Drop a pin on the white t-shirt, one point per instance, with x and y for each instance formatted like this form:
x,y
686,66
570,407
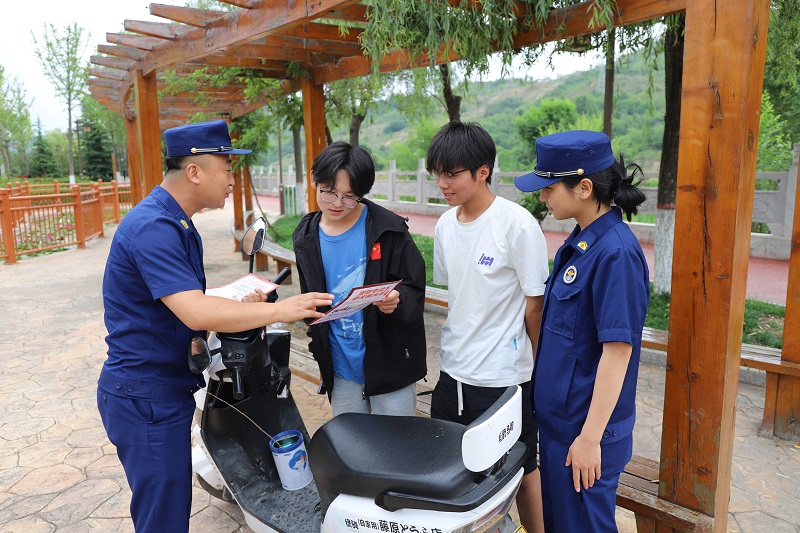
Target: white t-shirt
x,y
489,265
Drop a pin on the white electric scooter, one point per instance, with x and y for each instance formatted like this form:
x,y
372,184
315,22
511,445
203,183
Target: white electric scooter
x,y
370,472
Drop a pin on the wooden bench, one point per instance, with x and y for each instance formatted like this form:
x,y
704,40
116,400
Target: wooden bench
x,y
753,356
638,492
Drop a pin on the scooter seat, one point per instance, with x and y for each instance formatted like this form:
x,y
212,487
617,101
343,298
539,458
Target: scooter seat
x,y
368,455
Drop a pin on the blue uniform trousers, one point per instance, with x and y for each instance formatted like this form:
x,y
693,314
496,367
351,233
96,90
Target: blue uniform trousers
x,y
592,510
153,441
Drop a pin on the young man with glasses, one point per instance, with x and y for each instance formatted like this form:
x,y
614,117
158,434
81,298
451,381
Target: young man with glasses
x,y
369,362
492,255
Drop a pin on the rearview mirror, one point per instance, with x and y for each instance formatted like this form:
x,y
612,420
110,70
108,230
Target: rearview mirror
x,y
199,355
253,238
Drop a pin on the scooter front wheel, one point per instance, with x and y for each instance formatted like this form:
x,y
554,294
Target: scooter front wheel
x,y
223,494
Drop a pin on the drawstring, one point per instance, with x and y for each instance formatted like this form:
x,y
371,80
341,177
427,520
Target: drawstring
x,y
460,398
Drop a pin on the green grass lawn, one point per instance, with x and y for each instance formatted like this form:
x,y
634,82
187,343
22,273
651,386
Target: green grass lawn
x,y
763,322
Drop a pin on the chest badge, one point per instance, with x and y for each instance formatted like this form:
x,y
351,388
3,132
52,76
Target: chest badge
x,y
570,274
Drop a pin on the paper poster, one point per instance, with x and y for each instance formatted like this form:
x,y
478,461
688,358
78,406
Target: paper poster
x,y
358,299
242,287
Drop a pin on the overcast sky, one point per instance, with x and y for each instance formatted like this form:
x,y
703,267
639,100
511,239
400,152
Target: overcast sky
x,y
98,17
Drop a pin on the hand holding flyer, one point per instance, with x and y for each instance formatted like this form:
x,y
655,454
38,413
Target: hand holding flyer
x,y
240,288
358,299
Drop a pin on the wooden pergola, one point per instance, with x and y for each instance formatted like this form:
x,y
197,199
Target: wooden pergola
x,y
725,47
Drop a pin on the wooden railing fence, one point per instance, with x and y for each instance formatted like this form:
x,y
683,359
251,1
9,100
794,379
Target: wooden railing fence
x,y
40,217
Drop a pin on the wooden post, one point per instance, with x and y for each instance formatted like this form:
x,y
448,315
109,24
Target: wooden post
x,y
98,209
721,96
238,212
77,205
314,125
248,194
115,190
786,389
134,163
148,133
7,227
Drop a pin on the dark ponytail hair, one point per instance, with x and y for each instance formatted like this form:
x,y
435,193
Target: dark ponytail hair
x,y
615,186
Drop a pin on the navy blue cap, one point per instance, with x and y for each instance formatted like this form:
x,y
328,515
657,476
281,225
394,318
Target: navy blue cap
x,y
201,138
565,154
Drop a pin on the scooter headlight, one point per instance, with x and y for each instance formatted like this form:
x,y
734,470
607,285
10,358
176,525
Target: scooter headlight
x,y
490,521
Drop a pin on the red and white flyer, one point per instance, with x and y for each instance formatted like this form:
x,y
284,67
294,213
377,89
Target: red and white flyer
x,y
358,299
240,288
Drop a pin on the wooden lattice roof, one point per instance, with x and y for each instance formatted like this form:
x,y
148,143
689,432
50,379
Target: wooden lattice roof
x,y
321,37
* * *
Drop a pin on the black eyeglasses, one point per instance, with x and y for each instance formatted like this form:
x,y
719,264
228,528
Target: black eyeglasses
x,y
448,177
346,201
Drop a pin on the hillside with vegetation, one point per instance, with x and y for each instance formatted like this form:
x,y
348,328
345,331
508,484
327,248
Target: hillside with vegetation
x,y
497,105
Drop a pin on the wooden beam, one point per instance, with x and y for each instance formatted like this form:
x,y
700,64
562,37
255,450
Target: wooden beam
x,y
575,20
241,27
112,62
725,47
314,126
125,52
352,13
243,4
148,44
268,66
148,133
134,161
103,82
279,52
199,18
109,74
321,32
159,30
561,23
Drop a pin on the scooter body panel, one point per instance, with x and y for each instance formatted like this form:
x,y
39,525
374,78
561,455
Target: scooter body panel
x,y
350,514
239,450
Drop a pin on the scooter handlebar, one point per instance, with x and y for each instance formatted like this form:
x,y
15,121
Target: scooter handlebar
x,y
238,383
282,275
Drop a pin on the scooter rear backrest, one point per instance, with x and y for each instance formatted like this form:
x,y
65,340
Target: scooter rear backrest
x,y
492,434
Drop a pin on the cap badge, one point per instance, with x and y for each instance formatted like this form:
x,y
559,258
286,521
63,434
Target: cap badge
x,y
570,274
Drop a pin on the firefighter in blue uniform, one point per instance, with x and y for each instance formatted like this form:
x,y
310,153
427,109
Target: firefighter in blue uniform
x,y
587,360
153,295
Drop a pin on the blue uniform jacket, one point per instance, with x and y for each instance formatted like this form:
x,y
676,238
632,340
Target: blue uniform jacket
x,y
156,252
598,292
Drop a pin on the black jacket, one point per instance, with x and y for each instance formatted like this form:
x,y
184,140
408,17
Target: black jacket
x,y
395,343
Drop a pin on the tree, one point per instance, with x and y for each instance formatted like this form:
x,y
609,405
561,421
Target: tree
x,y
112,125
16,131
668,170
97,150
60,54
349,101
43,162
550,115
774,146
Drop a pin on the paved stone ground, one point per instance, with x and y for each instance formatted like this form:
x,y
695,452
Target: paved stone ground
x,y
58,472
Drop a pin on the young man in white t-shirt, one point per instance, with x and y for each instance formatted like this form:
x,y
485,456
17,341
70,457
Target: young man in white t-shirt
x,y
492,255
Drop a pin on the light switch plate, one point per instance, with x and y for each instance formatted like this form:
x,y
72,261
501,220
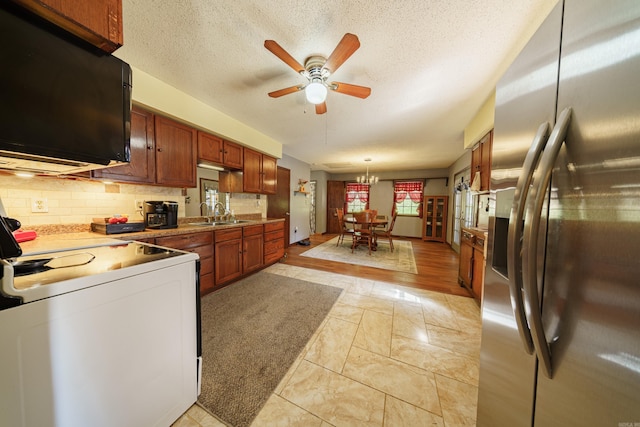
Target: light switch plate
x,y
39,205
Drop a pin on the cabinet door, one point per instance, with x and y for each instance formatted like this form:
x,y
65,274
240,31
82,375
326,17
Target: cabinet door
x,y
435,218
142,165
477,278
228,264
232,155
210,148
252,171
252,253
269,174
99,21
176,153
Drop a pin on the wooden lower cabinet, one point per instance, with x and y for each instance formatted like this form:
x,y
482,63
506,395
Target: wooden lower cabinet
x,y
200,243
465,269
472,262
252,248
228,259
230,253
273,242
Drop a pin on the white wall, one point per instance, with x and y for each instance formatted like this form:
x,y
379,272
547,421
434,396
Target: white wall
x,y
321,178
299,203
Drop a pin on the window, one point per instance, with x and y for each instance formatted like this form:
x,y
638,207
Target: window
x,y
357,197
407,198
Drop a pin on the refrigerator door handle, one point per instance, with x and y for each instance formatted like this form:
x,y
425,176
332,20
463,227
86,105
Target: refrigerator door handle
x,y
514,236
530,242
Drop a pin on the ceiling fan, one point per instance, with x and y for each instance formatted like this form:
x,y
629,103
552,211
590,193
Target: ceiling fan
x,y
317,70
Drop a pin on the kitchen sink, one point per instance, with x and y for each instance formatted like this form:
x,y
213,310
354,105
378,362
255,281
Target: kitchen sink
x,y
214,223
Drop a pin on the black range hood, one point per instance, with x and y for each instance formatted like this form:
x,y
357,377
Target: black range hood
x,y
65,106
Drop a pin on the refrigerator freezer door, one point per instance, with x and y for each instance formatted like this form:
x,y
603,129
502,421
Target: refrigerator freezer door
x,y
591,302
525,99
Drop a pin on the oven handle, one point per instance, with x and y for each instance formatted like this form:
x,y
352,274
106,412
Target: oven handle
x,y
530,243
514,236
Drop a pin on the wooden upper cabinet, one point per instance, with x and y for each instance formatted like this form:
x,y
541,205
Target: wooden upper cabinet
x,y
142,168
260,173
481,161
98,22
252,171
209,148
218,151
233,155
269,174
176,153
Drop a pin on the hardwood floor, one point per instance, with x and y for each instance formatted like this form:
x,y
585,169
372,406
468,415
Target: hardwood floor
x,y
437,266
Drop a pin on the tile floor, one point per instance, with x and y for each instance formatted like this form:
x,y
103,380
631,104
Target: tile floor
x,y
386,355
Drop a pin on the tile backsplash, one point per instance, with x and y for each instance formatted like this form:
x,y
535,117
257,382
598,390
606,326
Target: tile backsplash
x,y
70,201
==
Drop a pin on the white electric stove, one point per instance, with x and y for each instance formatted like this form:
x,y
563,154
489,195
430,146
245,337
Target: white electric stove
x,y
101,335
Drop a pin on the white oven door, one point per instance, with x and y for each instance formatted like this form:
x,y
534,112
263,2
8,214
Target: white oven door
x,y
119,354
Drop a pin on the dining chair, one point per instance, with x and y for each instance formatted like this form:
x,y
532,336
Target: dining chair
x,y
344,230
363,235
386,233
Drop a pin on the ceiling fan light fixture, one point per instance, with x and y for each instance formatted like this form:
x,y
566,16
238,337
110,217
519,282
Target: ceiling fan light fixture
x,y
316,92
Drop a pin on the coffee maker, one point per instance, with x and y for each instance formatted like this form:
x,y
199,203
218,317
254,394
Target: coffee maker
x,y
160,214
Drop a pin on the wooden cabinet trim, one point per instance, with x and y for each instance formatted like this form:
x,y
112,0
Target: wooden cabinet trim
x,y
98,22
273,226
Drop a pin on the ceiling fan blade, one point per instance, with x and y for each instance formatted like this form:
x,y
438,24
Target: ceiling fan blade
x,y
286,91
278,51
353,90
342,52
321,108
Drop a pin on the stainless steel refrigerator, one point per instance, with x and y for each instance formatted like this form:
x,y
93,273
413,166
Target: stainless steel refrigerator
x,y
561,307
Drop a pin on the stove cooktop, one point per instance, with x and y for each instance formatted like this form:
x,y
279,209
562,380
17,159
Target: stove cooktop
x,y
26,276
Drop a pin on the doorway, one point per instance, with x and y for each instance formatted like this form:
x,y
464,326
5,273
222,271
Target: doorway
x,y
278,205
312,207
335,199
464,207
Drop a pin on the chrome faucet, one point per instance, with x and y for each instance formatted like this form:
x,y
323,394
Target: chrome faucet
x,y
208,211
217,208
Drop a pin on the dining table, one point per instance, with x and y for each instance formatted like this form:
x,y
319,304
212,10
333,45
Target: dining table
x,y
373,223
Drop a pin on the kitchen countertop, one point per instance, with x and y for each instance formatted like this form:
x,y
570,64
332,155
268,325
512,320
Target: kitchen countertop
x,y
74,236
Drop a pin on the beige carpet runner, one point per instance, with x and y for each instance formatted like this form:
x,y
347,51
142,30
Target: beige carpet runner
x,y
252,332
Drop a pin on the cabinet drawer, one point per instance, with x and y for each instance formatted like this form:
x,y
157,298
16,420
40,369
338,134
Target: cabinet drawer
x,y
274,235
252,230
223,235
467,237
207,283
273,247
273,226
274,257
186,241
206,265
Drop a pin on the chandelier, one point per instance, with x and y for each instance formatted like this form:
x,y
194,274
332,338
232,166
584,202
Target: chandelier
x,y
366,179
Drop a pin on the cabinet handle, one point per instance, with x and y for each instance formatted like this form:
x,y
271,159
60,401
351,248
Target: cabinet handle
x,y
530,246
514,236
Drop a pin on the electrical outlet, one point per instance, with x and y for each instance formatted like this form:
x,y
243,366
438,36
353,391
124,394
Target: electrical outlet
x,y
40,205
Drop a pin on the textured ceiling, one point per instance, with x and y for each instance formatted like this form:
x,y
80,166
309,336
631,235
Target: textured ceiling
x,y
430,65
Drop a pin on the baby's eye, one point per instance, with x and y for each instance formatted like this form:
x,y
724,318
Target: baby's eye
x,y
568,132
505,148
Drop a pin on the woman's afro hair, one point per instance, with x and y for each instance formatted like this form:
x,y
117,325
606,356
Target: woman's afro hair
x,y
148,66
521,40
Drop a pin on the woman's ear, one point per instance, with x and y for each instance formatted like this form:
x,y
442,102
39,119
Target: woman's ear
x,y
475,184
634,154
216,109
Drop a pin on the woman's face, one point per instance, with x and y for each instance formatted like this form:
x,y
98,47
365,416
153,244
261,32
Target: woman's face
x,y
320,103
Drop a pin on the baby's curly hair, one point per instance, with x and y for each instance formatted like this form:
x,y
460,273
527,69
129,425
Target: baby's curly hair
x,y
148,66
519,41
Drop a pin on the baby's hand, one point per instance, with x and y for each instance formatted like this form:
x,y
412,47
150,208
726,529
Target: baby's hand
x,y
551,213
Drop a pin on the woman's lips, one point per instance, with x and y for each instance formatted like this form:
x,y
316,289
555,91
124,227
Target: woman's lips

Request:
How many lines in the records above contain the word "dining"? Case counts. Reply with the number only.

The completed task:
4